The basis of that suggestion was not just that the items in the context could be removed, but that the underlying state used by split stacks might not need the values at all. In this case, I am not certain why __morestack_segments is needed: it seems to only come in to play when __morestack_current_segment is NULL (and I'm not certain how that would happen) and while deallocating dynamic blocks (which is already linear).

I might provide a patch to better describe what I mean by this. I've started the process of getting a copyright assignment in place (sent an e-mail to fsf-records@gnu.org per http://gcc.gnu.org/wiki/CopyrightAssignment).

> I agree.  Want to write a patch?  Or at least file a bug report.

Sure.

> [paragraph moved below]

> > 7) Using the linker to handle the transition between split-stack and
> > non-split-stack code seems like a good way to solve the problem of "we
> > need large stacks when hitting external code", but in staring at the
> > resulting code I have in my project I'm seeing that it isn't reliable:
> > if you have a pointer to a function the linker will not know what you
> > are calling. In my case, this is coming up often due to using
> > std::function.
> 
> Yes, good point.  I think I had some plan for handling that but I no
> longer recall what it was.

After getting more sleep, I realize that this problem is actually much more endemic than I had even previously thought. Most any vaguely object-oriented library is going to have tons of function pointers in it, and you often interact solely with those function pointers (as in, you have no actual symbol references anywhere). A simple example: in the case of C++, any call to a non-split-stack virtual function will fail.

"""Function pointers are a tricky case. In general we don't know whether a function pointer points to split-stack code. Therefore, all calls through a function pointer will be modified to call (or jump to) a special function __fnptr_morestack. This will use a target specific function calling sequence, and will be implemented as though it were itself a function call instruction. That is, all the parameters will be set up, and then the code will jump to __fnptr_morestack. The __fnptr_morestack function takes two parameters: the function pointer to call, and the number of bytes of arguments pushed on the stack. (This is not yet implemented.)"""

That paragraph is from your design document (SplitStacks on the GCC wiki). I presume that this solution would only work if __fnptr_morestack always assumed that the target did not support split-stack? Alternatively, I can see having that stub look at the function to see if its first instruction was a comparison to the TCB stack limit entry (using similar logic to that used by the linker)? [also, see below in this e-mail]

> > More awkwardly, split-stack functions that mention (but do not call)
> > non-split-stack functions (such as to return their address) are being
> > mis-flagged by the linker. Honestly, I question whether the linker
> > fundamentally has enough information about what is going on to be able
> > to make sufficiently accurate decisions with regards to stack
> > constraints to warrant the painful abstraction breakage that
> > split-stack uses. :(
> 
> Your're right that the linker doesn't really have enough information.
> But is a split-stack function that returns the address of a
> non-split-stack function really so frequent that it's worth worrying
> about?

::::

Directions ▸
Rewrite the stretch of the split-stacks discussion above from "The basis of" through "a bug report.", swapping "patch" for "fix".

Material shown ▸
::::

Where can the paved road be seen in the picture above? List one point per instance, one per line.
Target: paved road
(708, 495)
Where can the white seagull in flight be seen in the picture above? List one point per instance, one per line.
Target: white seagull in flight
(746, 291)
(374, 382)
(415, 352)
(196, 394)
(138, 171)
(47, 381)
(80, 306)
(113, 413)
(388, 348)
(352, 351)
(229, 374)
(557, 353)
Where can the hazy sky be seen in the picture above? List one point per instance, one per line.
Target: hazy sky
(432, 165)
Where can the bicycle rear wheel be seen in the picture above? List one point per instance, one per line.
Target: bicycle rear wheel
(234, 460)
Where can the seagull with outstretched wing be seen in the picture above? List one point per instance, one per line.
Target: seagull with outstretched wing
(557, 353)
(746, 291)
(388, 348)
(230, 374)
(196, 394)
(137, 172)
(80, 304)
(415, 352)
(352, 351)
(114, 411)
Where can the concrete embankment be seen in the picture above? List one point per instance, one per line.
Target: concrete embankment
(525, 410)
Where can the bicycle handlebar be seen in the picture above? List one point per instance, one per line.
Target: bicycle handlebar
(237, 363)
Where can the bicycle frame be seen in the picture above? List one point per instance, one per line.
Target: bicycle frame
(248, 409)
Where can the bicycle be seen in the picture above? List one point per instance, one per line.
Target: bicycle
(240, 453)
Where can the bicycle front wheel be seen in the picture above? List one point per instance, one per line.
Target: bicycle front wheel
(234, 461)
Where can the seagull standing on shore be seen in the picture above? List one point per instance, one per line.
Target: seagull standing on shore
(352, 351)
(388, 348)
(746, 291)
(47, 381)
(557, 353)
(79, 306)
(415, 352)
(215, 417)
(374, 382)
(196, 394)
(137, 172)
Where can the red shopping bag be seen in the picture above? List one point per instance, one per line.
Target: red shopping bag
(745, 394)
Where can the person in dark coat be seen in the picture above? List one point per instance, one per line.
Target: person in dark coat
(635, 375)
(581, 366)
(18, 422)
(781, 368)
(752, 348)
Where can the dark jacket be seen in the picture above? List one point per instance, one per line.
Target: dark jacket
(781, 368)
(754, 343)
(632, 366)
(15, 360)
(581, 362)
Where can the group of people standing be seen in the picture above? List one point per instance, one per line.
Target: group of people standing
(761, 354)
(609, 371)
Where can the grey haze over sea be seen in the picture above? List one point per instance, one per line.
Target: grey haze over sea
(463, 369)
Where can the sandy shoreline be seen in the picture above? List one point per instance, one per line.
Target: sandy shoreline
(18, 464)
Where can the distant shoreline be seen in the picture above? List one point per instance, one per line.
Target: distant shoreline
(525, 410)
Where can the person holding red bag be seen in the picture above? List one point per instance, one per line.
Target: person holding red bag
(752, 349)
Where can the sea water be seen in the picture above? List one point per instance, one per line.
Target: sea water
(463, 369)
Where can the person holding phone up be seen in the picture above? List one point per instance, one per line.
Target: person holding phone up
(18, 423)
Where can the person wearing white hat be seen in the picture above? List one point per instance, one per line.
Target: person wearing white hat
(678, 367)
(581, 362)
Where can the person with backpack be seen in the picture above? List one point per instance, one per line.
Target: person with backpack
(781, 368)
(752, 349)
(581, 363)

::::

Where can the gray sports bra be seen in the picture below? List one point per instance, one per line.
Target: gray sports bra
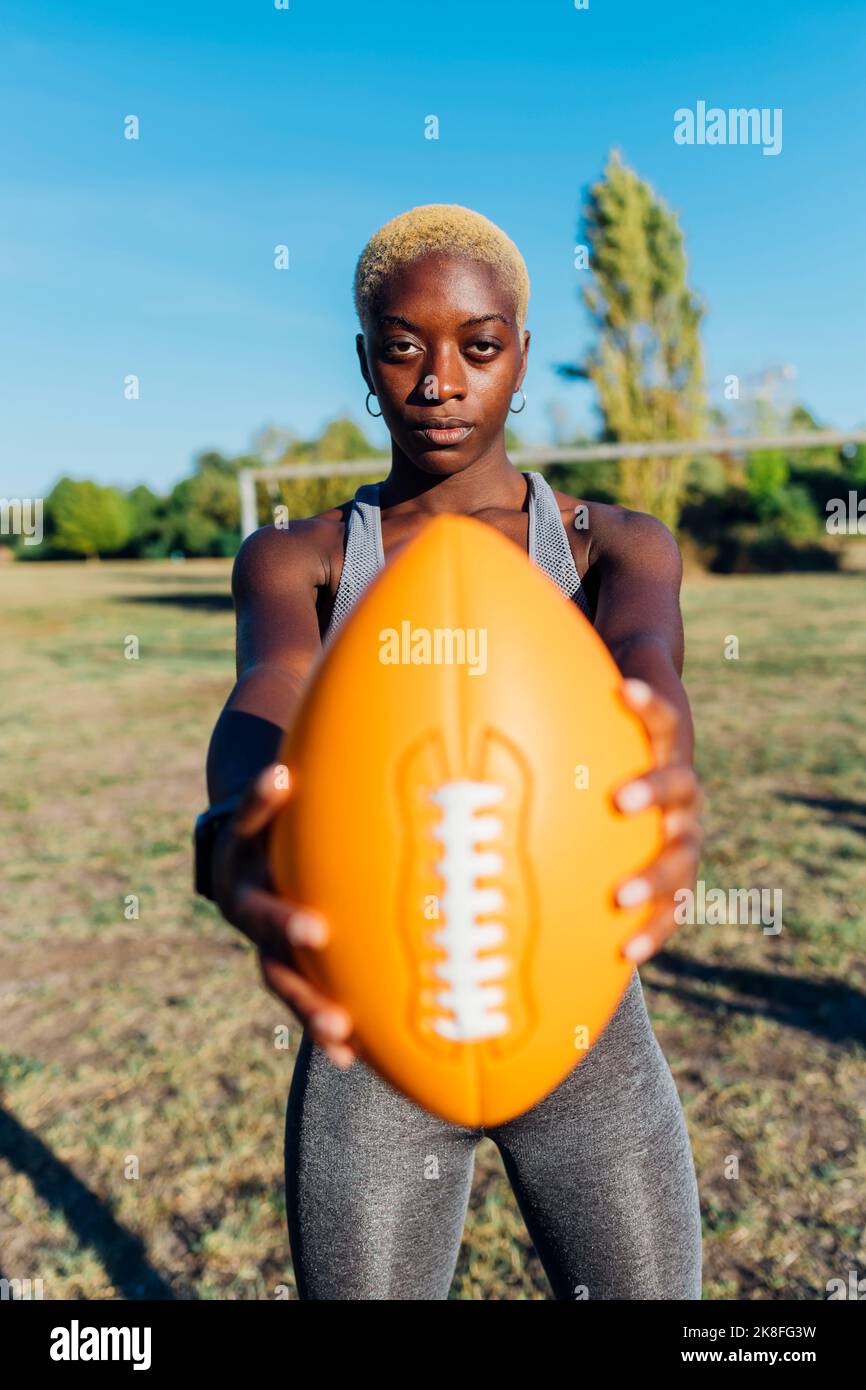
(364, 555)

::::

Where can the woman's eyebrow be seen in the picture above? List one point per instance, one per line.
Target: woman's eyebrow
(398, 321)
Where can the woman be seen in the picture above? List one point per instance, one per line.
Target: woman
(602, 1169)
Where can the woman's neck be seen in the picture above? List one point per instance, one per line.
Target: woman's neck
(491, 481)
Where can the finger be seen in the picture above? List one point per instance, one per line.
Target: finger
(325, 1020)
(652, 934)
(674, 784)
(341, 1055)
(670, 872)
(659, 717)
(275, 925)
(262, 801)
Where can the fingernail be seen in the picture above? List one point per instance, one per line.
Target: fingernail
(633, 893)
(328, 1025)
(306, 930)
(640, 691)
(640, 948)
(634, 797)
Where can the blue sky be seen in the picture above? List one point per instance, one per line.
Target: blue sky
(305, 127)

::::

Written reply ▸
The basis of that suggestion was not just that the items in the context could be removed, but that the underlying state used by split stacks might not need the values at all. In this case, I am not certain why __morestack_segments is needed: it seems to only come in to play when __morestack_current_segment is NULL (and I'm not certain how that would happen) and while deallocating dynamic blocks (which is already linear).

I might provide a fix to better describe what I mean by this. I've started the process of getting a copyright assignment in place (sent an e-mail to fsf-records@gnu.org per http://gcc.gnu.org/wiki/CopyrightAssignment).

> I agree.  Want to write a fix?  Or at least file a bug report.